BRANO DA LEGGERE:
-=-=-=-=-

Il linguaggio e la reponsabilità

d-30x30Linguaggio e responsabilità. Dizionario del

Il linguaggio e la sua espressione, la parola, – ci hanno insegnato le Guide – sono ritenute generalmente un grande dono di Dio, qualcosa che distingue l’uomo dall’animale, nobilitandolo e rendendolo più completo, tanto da far esclamare spesso, alla vista di un animale particolarmente intelligente: «Gli manca solo la parola per essere un uomo!»
Quest’idea del linguaggio come dono divino non è certo sbagliata, anche perché ogni cosa che l’uomo ha in dotazione – e non solo ciò che è dell’uomo ma anche tutto ciò che lo circonda – è un dono di Dio.
Tuttavia, fermarsi a quest’asserzione è un errore: non esiste, infatti, cosa nell’universo che sia definibile solo positiva o solo negativa, e non solo: non esiste cosa che sia o positiva o negativa per più di un individuo allo stesso tempo.
Infatti, il linguaggio e la parola, in se stessi, mancano di attributi specifici che li possano definire buoni o cattivi, doni o castighi, se non quando assumono una connotazione positiva o negativa dovuta al loro uso, alla loro funzione, al modo, insomma, in cui vengono valutati da chi li usa o da chi li osserva mentre vengono usati.
Come sempre, le Guide, hanno cercato, insomma, di riportare la nostra attenzione alle responsabilità personali: qualsiasi dono fattoci dall’Assoluto può essere usato bene o male. Non possiamo attribuire la responsabilità degli errori fatti nell’usare un dono all’infuori di noi stessi o, addirittura al dono stesso: essa non può essere che nostra, e il riconoscerlo ed accettarlo è un passaggio importante nell’evoluzione dell’individuo.

Messaggio esemplificativo (1)

Il linguaggio è un dono di Dio allorché viene usato per dare più facilmente ai propri simili, per farsi comprendere e per comprendere più compiutamente, per esprimere e per ricevere più chiaramente l’espressione altrui; ma quanto spesso viene male usato in mille modi diversi e tutti sbagliati!
E sbagliati non secondo un qualsiasi giudizio formale, ma in quanto non sono altro che paraventi impenetrabili posti tra un’individualità e l’altra, tra un essere e ciò che lo circonda.
Prendiamo colui che parla tanto. Ascoltiamo il suo parlare, questo fiume di parole che esce ininterrottamente dalle sue labbra, abbastanza lento da permettergli di respirare ma abbastanza veloce da impedirgli di avere piena coscienza di quanto va dicendo.
Se la tecnica linguistica che il chiacchierone usa è buona, se la grammatica è corretta, se le immagini che forma quasi automaticamente sono colorite e ben disegnate, il chiacchierone viene definito un buon oratore, e la definizione è sfumata di ammirazione, tanto che l’oratore viene considerato un individuo intelligente e abbondantemente dotato dalla natura.

-=-=-=-=-

ELENCO DEI DATI:
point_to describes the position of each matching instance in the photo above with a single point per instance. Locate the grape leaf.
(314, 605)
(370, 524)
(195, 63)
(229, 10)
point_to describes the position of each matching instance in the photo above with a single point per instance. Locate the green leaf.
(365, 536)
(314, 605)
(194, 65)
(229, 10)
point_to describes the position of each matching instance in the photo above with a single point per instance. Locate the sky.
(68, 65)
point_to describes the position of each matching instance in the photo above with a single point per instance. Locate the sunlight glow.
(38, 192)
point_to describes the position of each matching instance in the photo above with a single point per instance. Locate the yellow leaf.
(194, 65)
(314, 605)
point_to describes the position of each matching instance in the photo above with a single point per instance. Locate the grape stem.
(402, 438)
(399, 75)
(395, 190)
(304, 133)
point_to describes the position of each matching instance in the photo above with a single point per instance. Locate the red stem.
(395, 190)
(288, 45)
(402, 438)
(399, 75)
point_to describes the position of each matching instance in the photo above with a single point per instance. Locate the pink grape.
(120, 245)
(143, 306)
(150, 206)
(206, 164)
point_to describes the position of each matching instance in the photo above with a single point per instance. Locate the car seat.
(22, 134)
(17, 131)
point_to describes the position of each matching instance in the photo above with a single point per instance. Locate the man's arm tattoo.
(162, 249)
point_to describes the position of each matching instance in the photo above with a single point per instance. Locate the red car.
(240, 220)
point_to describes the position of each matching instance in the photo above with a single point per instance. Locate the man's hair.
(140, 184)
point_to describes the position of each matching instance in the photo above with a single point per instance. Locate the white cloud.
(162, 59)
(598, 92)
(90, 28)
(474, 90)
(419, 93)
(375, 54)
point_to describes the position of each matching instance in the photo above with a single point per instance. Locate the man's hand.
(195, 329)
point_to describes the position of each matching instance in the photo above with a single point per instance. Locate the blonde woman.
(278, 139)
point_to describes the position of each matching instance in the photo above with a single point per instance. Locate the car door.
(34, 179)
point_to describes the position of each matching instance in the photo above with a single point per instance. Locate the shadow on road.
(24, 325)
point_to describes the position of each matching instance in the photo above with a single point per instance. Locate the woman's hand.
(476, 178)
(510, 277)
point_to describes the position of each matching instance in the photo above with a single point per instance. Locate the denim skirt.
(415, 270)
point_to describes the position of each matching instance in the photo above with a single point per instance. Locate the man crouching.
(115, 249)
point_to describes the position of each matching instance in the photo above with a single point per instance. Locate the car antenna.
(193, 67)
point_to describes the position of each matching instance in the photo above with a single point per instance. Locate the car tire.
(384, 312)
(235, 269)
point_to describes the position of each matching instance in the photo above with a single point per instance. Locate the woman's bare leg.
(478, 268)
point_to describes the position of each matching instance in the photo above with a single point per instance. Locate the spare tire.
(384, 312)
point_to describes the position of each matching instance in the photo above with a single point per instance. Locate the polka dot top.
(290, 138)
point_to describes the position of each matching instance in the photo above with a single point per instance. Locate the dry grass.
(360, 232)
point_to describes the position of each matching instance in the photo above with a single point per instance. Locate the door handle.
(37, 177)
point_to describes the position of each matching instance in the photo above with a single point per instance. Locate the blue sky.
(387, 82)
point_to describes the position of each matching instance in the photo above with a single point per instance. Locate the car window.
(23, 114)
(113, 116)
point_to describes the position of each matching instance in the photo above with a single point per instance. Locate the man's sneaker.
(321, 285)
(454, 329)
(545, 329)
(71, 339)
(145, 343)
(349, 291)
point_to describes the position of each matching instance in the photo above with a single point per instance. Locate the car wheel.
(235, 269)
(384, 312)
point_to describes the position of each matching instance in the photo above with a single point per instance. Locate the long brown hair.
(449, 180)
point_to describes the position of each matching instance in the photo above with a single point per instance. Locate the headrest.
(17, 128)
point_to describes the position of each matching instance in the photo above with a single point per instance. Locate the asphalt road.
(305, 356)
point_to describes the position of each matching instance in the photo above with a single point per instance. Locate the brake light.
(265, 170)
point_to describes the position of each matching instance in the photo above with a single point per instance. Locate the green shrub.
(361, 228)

-=-=-=-=-

COMPITO DA SVOLGERE: Prosegui il brano sul linguaggio e la responsabilità a partire dalla sua ultima frase. I dati non hanno alcun legame con il brano.

RISPOSTA SCRITTA:
Ma ascoltate bene il suo discorso: togliete gli aggettivi, le parole inutili, i giri di frase volutamente complicati, le ripetizioni, e vi accorgerete che non ha detto nulla che un cattivo parlatore non avrebbe detto in poche frasi e, magari, in modo più comprensibile; vi accorgerete che l’oratore è un buon tecnico del linguaggio – questo è in- dubbio – ma che quello che vende sono solamente emozioni ben calcolate, che vengono stimolate in chi ascolta più dal modo in cui il discorso viene modulato che dal significato di quanto viene detto.
A questo punto è allora evidente che il linguaggio è – lasciatemelo dire – una solenne fregatura: è come la mano di vernice applicata su di un vecchio mobile tarlato, lucido e brillante per chi non sa osservare attentamente, ma screpolato e male in arnese per chi sa guardare sotto la crosta lucente senza lasciarsi impressionare dall’aspetto superficiale.
Se manca la stimolazione emotiva, l’enfasi, la dizione misurata ed espressiva, il variare sapiente della tonalità, ecco che non si ha più l’oratore bensì il pedante.
Costui può esprimere le stesse cose dette dall’oratore e può farlo anche in modo più chiaro e semplice ma – invariabilmente – chi lo ascolta poco alla volta comincerà a lasciar vagare la sua attenzione cosicché il pedante, alla fine, si ritroverà a parlare al vento, tanto che potrebbe inserire in un suo discorso le frasi più sconclusionate o gli insulti più offensivi che chi gli sta accanto non se ne accorgerebbe neppure.
Perché, allora, in questo caso vi è questa sovrabbondanza di parole?
È ancora un paravento; è un modo per nascondere non un secondo fine cosciente – come nel caso dell’oratore – ma per nascondere se stessi, per impedire – forse più ancora a se stessi che agli altri – di comprendere le proprie mancanze, le proprie esigenze, i propri impulsi.
Osservate bene colui che parla in continuazione, colui che spesso viene definito – con un’espressione genialmente intuitiva – uno «stancarcervelli». Potete ragionevolmente ritenere che ciò che egli dice sia davvero frutto di meditazione e di comprensione? Pensate davvero che egli sappia ciò che sta dicendo? Credete sia possibile che egli, in realtà, stia usando la parola come mezzo per esprimere il suo essere consapevole?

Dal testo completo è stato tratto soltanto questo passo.